What Does Mole Mapping Mean?

The detection of melanoma can sometimes be challenging even for professionals. There are various methods for the early diagnosis of melanoma, including annual full body skin exams with a healthcare provider and monthly skin self-exams. One of the more advanced methods is mole mapping. Mole mapping is a painless and noninvasive approach to help detect melanoma that uses whole body photography to identify new moles and track changes in existing moles. Not all insurances cover mole mapping, but if yours does, and if your healthcare provider offers mole mapping, it may be a good option for you for early detection.

What Is Mole Mapping?

With a medical camera, your dermatologist takes high-resolution, whole body photographs to document your moles. The images are stored in a digital database. Patients leave with a flash drive containing their photos and use them when they perform self-skin exams to compare their photos to their current skin.

Your follow up exams will include further photographs to assess changes in moles as time progresses. Changes in moles can signal melanoma, so even slight changes are important to note, and mole mapping can help identify such a change.

Who Might Benefit From Mole Mapping?

Mole mapping is particularly useful for people with multiple moles. If you answer yes to any of the following questions, you might want to consider mole mapping if it is available to you. Whether or not you have mole mapping done, you should have your moles checked by your healthcare provider annually at a full body exam and you should check them monthly yourself during a self-exam.

  • Do you have multiple moles (more than 50)?
  • Do you have atypical or dysplastic nevi – moles that are large or of unusual color(s) or shapes?
  • Do you have moles on your back, which may be difficult to keep an eye on?
  • Is there a history of melanoma in your family?
  • Have you been diagnosed with melanoma?
  • Do you have any large moles (diameter more than 2 inches)?

━━━━━━━━━━━━━━━━

Activity 1: Name every method for the early diagnosis of melanoma that the mole mapping article mentions.
Activity 2: Duplicate everything in the mole mapping article from "With a medical" down to "From Mole Mapping?".
Activity 3: According to the mole mapping article, what do patients leave with after their photographs are taken?
Use only the mole mapping article as your source.

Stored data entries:

━━━━━━━━━━━━━━━━

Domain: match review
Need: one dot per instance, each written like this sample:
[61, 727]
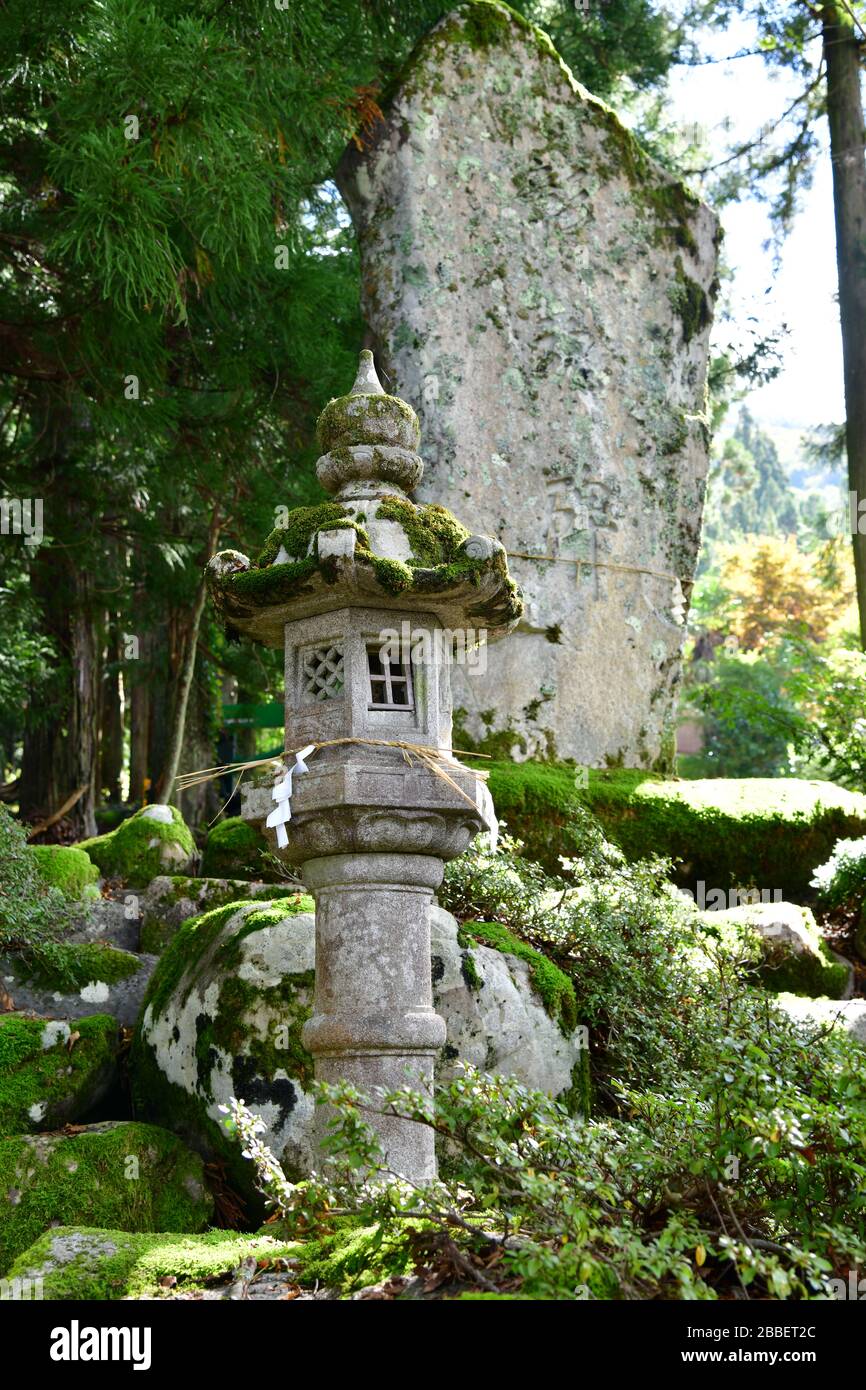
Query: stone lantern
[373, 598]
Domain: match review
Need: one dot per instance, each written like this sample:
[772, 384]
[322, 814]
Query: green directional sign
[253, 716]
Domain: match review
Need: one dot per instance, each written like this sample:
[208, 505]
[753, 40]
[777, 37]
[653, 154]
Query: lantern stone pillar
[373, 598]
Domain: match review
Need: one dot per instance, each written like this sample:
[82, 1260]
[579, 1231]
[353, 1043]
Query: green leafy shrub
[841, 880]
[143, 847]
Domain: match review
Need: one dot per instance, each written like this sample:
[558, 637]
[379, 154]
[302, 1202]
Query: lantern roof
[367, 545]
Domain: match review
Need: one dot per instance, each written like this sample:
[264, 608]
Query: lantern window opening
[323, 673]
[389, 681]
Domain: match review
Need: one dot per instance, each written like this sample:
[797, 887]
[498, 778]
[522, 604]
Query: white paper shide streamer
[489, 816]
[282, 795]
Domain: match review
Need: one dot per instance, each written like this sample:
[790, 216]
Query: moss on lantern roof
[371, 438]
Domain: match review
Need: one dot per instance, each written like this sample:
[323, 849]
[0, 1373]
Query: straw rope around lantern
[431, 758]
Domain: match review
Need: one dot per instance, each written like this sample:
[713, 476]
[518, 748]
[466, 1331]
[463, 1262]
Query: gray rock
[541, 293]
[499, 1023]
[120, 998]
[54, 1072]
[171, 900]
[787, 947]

━━━━━━━━━━━━━━━━

Expected output 1: Annual full body skin exams with a healthcare provider, monthly skin self-exams, and mole mapping.

Expected output 2:
With a medical camera, your dermatologist takes high-resolution, whole body photographs to document your moles. The images are stored in a digital database. Patients leave with a flash drive containing their photos and use them when they perform self-skin exams to compare their photos to their current skin.

Your follow up exams will include further photographs to assess changes in moles as time progresses. Changes in moles can signal melanoma, so even slight changes are important to note, and mole mapping can help identify such a change.

Who Might Benefit From Mole Mapping?

Expected output 3: A flash drive containing their photos.